(Data entries)

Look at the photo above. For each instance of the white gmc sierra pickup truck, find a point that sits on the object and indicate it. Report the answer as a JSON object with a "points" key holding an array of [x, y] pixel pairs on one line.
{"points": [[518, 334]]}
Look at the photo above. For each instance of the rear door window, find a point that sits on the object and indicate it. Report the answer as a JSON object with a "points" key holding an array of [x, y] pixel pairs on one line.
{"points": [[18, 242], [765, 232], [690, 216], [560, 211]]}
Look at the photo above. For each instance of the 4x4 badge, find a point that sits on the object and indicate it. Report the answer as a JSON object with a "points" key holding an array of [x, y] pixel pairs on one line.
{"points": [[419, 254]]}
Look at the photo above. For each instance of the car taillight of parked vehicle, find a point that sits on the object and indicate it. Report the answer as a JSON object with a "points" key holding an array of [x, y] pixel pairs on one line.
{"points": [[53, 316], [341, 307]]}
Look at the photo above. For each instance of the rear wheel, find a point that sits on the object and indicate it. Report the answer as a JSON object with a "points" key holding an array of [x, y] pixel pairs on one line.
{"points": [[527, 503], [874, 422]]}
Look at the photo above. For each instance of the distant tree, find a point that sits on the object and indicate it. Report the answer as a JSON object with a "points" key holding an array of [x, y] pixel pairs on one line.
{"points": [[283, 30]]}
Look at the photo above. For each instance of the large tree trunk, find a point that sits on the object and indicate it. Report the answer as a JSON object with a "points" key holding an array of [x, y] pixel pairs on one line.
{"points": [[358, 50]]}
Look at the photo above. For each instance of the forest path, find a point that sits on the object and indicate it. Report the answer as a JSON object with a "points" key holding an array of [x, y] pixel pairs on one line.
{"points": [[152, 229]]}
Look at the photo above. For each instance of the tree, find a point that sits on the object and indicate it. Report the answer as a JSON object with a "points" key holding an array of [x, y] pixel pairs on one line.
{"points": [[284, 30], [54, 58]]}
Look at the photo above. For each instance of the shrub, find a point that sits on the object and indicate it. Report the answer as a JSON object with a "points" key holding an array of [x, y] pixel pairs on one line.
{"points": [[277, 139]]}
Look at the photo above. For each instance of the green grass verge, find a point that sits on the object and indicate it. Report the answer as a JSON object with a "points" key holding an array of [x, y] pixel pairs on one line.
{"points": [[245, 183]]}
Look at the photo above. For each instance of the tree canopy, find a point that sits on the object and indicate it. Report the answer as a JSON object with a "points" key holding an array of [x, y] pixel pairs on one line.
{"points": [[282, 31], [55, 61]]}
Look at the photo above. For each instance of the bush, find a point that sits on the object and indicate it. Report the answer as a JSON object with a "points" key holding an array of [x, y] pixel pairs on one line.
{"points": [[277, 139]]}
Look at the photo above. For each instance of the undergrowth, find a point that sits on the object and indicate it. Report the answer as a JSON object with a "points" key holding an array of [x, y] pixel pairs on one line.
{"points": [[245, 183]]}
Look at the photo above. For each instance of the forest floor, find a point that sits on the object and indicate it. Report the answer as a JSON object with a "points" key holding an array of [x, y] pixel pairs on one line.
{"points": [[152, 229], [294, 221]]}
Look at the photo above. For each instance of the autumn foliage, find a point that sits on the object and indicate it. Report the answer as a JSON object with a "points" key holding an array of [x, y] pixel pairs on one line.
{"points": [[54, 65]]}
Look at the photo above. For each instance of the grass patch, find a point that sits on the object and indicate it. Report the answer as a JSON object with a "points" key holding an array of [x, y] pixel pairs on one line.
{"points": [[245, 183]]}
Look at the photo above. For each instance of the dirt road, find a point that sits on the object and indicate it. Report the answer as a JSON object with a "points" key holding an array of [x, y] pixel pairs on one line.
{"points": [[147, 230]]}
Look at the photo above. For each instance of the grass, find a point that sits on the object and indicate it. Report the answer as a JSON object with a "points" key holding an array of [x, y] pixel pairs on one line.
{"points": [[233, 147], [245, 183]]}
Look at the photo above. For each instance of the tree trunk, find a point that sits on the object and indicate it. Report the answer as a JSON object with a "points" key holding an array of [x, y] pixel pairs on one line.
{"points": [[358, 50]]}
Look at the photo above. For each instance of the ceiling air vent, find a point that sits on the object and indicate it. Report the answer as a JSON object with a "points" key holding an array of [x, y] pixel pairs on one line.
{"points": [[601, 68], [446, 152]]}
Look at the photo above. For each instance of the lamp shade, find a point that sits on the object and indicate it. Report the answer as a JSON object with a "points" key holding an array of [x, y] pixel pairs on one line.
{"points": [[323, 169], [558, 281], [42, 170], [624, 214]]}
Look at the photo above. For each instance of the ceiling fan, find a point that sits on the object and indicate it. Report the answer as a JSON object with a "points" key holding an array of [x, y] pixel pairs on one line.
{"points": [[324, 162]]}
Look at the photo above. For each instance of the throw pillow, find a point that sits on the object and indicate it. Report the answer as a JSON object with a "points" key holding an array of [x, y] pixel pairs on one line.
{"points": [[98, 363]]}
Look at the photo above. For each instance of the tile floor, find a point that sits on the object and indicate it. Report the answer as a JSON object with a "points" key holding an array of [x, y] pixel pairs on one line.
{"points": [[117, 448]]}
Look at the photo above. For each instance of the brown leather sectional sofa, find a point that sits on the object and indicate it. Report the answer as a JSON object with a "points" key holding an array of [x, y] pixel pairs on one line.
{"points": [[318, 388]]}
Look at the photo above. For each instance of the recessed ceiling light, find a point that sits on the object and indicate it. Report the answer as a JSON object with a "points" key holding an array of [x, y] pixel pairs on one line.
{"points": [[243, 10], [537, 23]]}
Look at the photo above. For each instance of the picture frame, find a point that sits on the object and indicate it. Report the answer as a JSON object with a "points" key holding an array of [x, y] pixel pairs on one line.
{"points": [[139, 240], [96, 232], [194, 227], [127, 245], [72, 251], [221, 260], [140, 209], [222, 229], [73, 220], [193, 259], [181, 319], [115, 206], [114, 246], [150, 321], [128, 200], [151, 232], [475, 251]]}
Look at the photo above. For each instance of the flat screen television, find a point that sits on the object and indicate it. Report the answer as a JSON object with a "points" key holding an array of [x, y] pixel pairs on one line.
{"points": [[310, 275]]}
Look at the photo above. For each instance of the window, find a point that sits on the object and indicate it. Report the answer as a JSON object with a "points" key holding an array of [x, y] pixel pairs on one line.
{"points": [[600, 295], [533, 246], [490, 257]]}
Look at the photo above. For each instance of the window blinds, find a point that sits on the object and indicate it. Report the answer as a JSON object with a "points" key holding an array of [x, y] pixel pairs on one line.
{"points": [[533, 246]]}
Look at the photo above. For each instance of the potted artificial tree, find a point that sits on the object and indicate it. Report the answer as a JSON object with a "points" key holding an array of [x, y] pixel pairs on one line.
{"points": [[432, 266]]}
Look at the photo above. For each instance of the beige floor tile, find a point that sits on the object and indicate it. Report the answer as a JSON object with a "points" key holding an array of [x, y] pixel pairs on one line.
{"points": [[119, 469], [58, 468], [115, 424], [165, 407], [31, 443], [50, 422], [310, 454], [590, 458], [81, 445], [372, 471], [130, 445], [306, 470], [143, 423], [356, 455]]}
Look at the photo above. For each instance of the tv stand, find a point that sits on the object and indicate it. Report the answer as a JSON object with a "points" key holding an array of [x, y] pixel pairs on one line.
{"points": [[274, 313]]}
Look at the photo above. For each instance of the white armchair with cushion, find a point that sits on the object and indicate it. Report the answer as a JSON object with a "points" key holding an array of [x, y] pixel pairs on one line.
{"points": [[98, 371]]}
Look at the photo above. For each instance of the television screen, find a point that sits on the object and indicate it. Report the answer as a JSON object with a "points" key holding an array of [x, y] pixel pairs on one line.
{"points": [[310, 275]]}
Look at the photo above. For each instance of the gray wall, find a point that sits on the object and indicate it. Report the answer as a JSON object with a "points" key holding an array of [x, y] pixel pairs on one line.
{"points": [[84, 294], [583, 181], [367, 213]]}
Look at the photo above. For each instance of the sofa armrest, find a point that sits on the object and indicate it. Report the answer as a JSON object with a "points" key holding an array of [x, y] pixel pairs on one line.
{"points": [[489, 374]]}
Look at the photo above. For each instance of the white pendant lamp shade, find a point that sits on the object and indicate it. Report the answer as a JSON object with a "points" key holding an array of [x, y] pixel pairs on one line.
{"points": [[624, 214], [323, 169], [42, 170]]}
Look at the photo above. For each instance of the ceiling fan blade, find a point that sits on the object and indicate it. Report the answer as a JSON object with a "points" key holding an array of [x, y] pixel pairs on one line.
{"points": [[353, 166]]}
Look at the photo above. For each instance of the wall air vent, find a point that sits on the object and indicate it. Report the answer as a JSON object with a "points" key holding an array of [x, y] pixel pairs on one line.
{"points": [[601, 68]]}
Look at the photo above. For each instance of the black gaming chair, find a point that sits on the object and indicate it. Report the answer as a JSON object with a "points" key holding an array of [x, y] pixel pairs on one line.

AIM OF THE EXERCISE: Each line from the one containing "Look at the photo above. For each instance of the sofa" to the final line of the entries above must be returned exactly, and no other line may appear.

THE REPLY:
Look at the photo above. For each instance of the sofa armrest, find a point that sits on the object and indicate it. Report the answer as a JSON object with a "points" key holding an array of [x, y] pixel pairs on one line.
{"points": [[489, 374]]}
Look at the photo above. For each instance of the white pendant lamp shade, find a point that sits on the object and indicate it. Report the answer as a JSON object with a "points" key holding an array of [x, y] pixel pairs on one line.
{"points": [[624, 214], [323, 169], [42, 170]]}
Look at the photo above. For each instance of the ceiling fan blade, find a point that sits on the object and indicate it. Report the answer as a JSON object with a "points" key holding an array of [x, y] pixel pairs on one line.
{"points": [[353, 166]]}
Look at the photo above. For each instance of the wall air vent, find a point that sits on the object and indicate it. Report the answer as a JSON object with a "points" key holding an array of [x, y] pixel pairs on one line.
{"points": [[601, 68]]}
Look at the photo above. For each instance of the black gaming chair, find a point that sits on the object and indicate it. Report the answer as a JSON object with a "points" key holding an array of [x, y] pixel pairs on one line.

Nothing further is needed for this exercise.